◆ **WHAT THIS TASK INVOLVES**
Copy out the lines word for word, starting at the line containing "of the green" and continuing through the end of the entries.
--- start TASK DATA ---
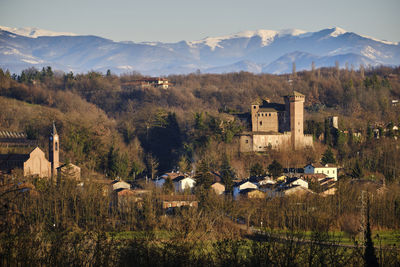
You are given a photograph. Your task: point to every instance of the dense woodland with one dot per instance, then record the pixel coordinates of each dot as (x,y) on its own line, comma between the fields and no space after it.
(111,128)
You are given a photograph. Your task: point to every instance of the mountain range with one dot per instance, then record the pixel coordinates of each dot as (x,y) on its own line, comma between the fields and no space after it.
(261,51)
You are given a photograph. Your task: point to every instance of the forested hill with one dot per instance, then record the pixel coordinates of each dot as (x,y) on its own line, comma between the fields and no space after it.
(109,125)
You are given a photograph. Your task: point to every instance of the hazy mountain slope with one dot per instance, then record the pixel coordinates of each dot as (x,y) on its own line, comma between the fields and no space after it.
(253,51)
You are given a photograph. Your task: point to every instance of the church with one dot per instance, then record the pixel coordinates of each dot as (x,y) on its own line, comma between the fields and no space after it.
(34,163)
(277,126)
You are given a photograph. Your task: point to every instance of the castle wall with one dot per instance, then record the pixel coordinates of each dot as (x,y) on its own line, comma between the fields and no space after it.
(265,122)
(262,142)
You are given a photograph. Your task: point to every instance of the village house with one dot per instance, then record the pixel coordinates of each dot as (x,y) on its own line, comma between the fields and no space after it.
(290,182)
(328,169)
(182,183)
(177,201)
(244,184)
(252,193)
(69,170)
(218,188)
(148,82)
(32,163)
(293,190)
(276,126)
(119,184)
(35,162)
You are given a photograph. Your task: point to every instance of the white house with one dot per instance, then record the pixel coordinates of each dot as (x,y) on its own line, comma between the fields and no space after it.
(245,184)
(119,184)
(159,182)
(218,188)
(181,183)
(295,181)
(328,169)
(294,190)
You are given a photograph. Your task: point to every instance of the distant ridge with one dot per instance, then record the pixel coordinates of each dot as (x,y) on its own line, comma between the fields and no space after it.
(260,51)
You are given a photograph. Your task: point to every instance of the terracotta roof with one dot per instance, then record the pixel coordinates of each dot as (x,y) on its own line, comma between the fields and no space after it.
(295,93)
(12,135)
(319,165)
(14,157)
(177,197)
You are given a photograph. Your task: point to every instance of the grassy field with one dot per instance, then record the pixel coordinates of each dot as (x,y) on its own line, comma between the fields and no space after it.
(380,237)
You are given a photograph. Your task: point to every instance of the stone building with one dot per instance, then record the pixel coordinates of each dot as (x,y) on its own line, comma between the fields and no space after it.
(276,126)
(34,161)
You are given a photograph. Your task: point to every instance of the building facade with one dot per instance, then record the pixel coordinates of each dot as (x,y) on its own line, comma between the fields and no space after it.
(328,169)
(277,126)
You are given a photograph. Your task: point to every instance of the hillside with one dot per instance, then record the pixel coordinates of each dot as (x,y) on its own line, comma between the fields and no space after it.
(98,114)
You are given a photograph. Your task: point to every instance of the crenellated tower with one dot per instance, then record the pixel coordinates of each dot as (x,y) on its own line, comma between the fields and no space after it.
(54,151)
(295,102)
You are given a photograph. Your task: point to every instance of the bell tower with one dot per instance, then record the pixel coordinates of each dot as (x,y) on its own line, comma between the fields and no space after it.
(54,151)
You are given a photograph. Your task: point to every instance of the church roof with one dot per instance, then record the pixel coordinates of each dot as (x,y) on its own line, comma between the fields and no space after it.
(295,93)
(272,107)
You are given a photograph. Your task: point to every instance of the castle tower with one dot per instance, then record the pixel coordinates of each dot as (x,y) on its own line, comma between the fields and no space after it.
(254,119)
(54,151)
(295,101)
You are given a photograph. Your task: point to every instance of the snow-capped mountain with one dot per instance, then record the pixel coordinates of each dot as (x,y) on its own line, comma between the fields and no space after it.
(254,51)
(34,32)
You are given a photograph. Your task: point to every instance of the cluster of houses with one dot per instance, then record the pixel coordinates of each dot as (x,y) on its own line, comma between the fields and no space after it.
(312,179)
(148,82)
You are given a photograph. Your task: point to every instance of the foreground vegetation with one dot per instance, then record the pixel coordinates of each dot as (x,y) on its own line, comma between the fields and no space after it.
(66,224)
(111,128)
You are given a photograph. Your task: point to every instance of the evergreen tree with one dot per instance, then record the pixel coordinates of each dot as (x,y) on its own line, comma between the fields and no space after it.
(168,186)
(227,174)
(357,170)
(257,170)
(275,169)
(328,157)
(327,133)
(117,165)
(370,259)
(203,176)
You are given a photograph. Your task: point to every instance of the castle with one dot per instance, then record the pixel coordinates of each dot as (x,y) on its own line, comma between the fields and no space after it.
(277,126)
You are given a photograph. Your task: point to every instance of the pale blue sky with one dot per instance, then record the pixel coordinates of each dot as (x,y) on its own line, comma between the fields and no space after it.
(175,20)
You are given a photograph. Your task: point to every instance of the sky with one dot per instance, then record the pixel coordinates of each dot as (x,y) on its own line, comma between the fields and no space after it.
(177,20)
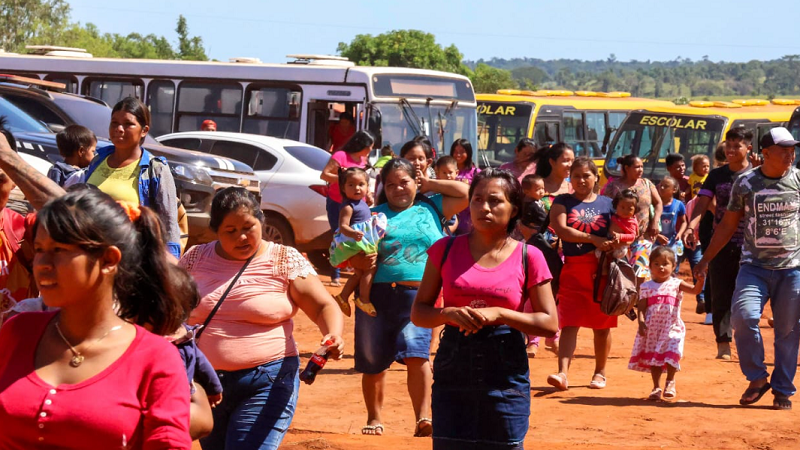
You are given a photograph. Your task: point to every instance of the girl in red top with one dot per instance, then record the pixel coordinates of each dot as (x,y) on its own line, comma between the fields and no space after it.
(481,355)
(86,376)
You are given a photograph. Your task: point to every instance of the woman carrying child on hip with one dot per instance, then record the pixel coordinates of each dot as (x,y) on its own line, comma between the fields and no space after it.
(659,342)
(359,231)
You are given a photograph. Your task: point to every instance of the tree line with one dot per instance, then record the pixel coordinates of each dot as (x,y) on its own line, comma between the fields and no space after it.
(48,22)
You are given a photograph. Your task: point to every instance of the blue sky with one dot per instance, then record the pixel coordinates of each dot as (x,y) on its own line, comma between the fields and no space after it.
(723,30)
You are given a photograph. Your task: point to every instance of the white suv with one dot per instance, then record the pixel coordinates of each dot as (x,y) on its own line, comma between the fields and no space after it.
(292,194)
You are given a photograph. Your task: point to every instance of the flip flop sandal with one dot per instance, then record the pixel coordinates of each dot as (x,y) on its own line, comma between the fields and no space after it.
(424,427)
(750,391)
(782,403)
(368,308)
(344,305)
(372,430)
(558,381)
(655,395)
(669,391)
(597,384)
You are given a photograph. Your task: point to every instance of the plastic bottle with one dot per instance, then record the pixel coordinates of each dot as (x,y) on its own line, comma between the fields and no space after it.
(315,364)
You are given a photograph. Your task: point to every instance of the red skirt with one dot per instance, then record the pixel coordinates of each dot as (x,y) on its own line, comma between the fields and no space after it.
(576,308)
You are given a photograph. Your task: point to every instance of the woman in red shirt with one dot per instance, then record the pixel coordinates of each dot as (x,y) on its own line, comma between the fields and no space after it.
(85,376)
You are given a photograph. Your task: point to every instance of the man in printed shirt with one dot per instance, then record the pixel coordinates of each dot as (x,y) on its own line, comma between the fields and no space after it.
(767,199)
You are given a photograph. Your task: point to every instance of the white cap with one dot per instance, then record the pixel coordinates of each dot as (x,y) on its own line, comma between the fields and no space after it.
(778,136)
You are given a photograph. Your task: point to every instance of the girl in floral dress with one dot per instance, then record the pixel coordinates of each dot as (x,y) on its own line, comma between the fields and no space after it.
(659,342)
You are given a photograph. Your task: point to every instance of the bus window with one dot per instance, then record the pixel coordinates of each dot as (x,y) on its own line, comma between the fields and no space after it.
(573,131)
(111,91)
(596,132)
(68,80)
(273,111)
(160,99)
(219,102)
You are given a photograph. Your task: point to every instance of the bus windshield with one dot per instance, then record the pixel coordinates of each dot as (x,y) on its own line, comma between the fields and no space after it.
(500,127)
(397,123)
(652,136)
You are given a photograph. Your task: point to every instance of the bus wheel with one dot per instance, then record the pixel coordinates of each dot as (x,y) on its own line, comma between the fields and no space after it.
(277,229)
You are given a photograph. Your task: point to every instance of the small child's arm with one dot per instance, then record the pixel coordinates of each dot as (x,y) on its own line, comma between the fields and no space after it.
(693,289)
(345,214)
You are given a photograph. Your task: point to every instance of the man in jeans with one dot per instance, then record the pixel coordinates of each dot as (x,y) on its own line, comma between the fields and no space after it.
(722,269)
(768,200)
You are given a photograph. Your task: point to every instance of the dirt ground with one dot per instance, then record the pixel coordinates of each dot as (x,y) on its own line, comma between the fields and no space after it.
(331,413)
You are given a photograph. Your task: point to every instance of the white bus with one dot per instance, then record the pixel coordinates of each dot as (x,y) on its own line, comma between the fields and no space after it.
(297,100)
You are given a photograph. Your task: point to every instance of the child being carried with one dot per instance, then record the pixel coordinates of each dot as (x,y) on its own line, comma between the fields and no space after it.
(359,231)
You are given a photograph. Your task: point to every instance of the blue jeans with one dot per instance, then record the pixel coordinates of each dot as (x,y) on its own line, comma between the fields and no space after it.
(694,257)
(754,286)
(390,336)
(257,406)
(481,390)
(332,208)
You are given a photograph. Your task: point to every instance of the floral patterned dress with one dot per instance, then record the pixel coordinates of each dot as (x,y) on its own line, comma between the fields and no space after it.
(662,343)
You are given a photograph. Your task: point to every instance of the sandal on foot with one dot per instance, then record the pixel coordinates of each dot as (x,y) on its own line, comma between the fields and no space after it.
(344,305)
(368,308)
(760,391)
(424,427)
(373,430)
(669,391)
(655,395)
(597,384)
(782,403)
(558,381)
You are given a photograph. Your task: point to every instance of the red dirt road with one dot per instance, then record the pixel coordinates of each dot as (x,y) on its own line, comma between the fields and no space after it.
(331,413)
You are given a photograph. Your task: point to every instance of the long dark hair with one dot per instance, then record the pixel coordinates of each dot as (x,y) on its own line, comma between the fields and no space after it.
(467,146)
(511,187)
(543,157)
(391,166)
(147,286)
(358,142)
(232,199)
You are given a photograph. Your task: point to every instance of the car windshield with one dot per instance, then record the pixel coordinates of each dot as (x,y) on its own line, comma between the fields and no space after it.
(92,115)
(652,136)
(17,120)
(500,127)
(313,157)
(397,123)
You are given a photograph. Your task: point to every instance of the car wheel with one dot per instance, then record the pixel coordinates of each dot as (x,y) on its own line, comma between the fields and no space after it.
(277,229)
(319,258)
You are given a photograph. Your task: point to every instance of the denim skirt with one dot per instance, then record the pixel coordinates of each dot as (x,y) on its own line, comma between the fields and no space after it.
(481,390)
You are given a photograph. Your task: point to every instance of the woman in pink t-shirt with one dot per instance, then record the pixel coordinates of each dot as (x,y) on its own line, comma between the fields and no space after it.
(84,376)
(249,339)
(353,154)
(481,358)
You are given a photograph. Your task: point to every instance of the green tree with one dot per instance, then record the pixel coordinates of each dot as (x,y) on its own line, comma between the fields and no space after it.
(31,21)
(403,48)
(189,48)
(487,79)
--- end TASK DATA ---
◆ **FULL ANSWER**
You are given a photograph. Your task: point to every instance of the green tree with one dot per instance, then record the pixel coordinates of each dot as (x,y) on its own line, comma between the fields and no space after it.
(31,21)
(403,48)
(189,48)
(487,79)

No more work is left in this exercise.